━━━ EXTRACT TO READ

For cat risk analysts, the challenge is how to splice out various factors influencing the size and direction of travel of loss trends over the past five years to hone in on the contribution from climate change to support them in pricing the risk better.
In one version, the recent run of poor performing years is just the unlucky phase in a cycle of weather events that will at some point revert to a long-term, lower historical average.
Climate effects are measurable only over the long-term, after all – and the period from 2009 to 2016 was remarkably benign for insured natural catastrophe losses.
Kevin O’Donnell, president and CEO at Renaissance Re said on the company’s Q3 2021 earnings call: “It's important to note that while storms are increasing in both frequency and severity, some of those changes are cyclical in nature and not tied to climate change.
“In all likelihood, the recent clustering of weather events is more attributable to statistical fluctuation in arrival rates than the influence of climate change. In the same way that the 10-year period prior to Hurricane Irma in 2017 was a statistical outlier, due to the absence of US landfalling hurricanes, the 5-year period since then is a similar outlier for its heightened activity,” O’Donnell said.
Meanwhile, Munich Re CFO Christoph Jurecka, also speaking on his company’s earnings call for Q3 2021, was “still comfortable” with the firm’s catastrophe loss ratio at 8%, where it has been since 2016.
“Cat business is a volatile business, but it is a profitable business long-term,” Jurecka said.
However, catastrophe risk analysts generally don’t tend to argue that losses from natural perils are set to revert to a long-term historical average.
Broker Howden, in its Climate in Peril report, said: “Any expectation that loss experience will revert to the old normal is unrealistic. The past is no longer a guide to the future for climate-sensitive perils.”
Where the industry generally does agree is that a component of loss growth reflects construction trends, whereby developers have invested in recent decades in popular coastal sites and in building on land that’s prone to flooding and wildfire.
As one broker said: “Thirty years ago there was nothing to Miami, now it’s a big city full of expensive real estate.”

━━━━━━
━━━ DATASET EXCERPTS

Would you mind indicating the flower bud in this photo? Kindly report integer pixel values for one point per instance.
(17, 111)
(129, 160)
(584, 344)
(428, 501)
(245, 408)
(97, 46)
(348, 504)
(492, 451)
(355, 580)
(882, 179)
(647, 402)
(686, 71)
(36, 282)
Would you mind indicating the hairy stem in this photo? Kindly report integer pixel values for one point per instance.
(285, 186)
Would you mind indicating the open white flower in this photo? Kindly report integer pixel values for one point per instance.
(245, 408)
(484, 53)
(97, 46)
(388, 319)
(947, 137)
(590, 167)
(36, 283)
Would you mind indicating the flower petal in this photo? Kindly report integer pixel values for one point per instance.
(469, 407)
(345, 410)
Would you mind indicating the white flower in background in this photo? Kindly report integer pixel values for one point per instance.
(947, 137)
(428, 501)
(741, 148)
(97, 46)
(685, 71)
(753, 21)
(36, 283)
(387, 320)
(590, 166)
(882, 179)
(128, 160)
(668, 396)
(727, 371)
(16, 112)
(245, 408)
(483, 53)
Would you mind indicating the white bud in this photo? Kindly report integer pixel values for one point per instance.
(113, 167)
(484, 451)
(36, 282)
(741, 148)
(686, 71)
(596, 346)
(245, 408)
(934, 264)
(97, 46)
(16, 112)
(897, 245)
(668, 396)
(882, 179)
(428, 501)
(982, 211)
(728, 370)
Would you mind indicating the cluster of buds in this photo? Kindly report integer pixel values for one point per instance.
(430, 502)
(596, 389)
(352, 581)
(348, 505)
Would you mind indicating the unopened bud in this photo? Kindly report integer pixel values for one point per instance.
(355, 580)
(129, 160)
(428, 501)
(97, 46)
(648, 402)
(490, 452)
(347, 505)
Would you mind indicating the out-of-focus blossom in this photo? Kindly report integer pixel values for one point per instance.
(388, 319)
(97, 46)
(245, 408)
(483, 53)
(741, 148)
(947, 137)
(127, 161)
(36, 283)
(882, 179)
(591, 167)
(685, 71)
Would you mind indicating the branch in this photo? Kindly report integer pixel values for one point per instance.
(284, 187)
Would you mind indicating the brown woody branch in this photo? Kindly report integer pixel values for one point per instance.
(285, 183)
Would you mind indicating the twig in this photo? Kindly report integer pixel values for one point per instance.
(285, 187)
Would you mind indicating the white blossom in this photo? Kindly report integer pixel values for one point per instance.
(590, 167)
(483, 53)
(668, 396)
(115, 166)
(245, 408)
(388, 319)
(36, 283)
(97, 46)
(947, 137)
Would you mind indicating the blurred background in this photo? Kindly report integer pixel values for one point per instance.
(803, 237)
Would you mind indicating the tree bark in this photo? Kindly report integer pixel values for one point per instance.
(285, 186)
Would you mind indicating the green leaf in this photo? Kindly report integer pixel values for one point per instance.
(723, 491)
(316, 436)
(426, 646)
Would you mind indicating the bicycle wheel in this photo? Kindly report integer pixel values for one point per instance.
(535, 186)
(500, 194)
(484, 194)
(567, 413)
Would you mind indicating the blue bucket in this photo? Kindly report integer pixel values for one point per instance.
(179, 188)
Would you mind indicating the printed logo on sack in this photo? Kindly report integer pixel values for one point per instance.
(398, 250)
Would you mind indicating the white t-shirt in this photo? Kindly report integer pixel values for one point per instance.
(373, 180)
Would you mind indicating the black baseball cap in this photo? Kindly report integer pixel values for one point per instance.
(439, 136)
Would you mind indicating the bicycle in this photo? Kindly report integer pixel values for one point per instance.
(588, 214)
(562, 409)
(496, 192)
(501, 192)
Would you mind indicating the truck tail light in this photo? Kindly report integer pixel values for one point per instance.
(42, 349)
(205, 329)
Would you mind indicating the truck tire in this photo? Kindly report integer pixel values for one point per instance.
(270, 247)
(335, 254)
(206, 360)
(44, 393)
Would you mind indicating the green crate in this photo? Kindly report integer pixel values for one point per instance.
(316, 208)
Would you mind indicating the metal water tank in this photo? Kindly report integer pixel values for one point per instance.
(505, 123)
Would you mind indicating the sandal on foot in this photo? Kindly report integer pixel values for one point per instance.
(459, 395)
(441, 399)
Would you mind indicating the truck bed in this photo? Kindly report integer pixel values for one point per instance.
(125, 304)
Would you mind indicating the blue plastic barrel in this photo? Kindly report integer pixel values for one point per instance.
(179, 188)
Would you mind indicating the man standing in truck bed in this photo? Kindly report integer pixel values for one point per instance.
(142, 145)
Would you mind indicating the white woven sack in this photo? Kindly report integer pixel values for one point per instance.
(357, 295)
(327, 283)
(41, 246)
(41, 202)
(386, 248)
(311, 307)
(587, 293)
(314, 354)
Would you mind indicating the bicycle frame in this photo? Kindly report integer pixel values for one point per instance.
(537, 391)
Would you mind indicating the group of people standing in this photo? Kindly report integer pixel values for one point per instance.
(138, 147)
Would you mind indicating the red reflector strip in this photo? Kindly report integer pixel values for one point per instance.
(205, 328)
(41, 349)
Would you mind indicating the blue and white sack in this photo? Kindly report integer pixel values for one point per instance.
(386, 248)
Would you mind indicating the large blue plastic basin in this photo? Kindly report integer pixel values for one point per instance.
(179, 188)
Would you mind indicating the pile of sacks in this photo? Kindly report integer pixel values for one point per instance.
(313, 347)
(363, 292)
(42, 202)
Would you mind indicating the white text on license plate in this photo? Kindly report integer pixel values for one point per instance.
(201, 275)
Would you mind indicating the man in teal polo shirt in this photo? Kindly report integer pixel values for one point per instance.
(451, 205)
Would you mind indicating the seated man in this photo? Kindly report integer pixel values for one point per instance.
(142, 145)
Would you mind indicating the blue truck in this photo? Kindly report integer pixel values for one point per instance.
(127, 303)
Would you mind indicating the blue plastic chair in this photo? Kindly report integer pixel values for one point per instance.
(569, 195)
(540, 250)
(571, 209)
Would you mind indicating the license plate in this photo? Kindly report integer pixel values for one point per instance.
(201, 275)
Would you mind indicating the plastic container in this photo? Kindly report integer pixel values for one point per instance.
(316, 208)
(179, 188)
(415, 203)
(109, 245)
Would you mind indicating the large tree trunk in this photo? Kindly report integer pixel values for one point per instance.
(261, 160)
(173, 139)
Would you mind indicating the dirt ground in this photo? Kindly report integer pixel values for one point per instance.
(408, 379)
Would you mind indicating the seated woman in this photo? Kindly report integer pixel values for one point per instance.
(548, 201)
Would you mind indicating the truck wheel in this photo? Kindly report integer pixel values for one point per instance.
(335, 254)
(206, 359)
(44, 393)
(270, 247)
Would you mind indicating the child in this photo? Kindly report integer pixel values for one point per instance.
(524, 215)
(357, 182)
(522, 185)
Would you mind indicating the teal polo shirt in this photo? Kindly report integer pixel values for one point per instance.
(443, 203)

━━━━━━
━━━ DATASET EXCERPTS

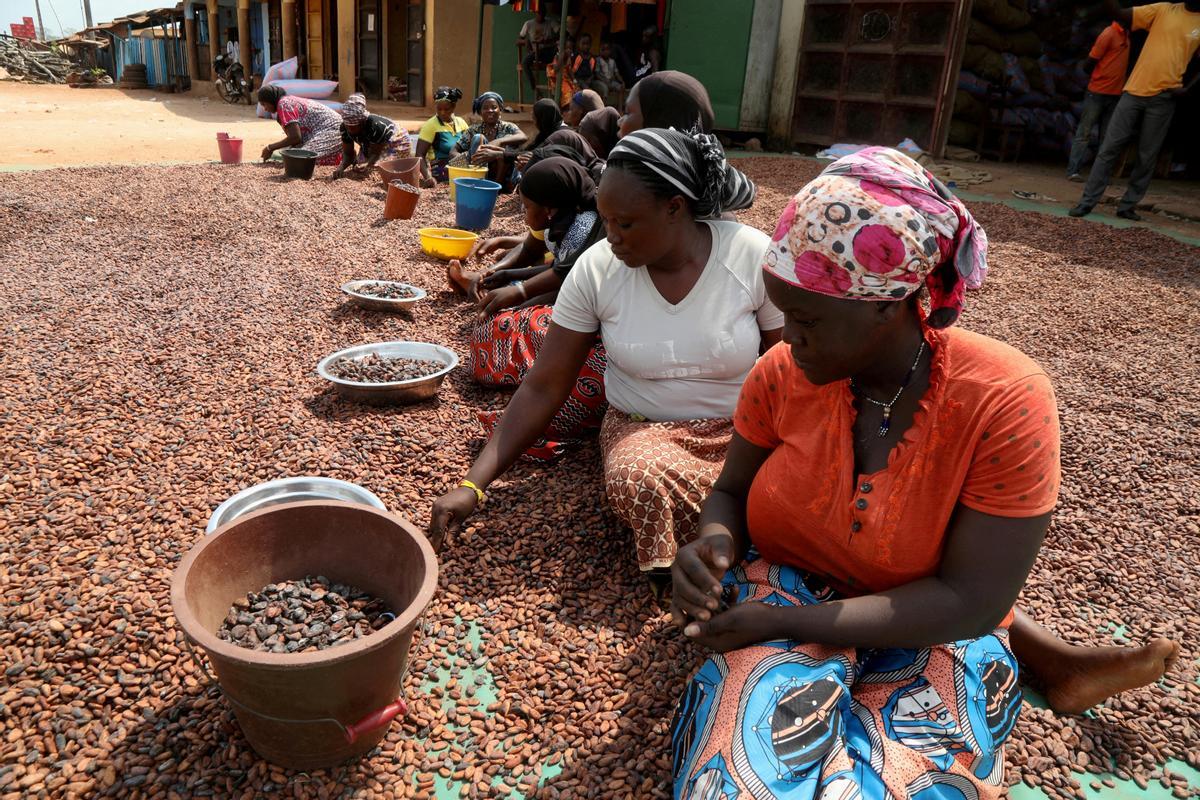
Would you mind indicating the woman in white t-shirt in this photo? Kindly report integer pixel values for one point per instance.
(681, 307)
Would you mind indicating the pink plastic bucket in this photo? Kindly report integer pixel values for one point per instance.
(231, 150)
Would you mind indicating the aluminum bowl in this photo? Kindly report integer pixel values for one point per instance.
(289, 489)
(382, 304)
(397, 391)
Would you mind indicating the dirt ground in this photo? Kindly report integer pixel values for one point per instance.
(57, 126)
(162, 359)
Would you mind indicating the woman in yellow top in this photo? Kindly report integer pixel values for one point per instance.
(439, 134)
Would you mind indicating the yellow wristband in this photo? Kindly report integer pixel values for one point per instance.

━━━━━━

■ WORK TO DO ■
Put this sentence from the passage about catastrophe losses into Spanish: "However, catastrophe risk analysts generally don't tend to argue that losses from natural perils are set to revert to a long-term historical average." Rely only on the passage about catastrophe losses, not on the records.

■ ANSWER TO THE EXERCISE ■
Sin embargo, los analistas de riesgo catastrófico por lo general no suelen sostener que las pérdidas por peligros naturales vayan a volver a un promedio histórico de largo plazo.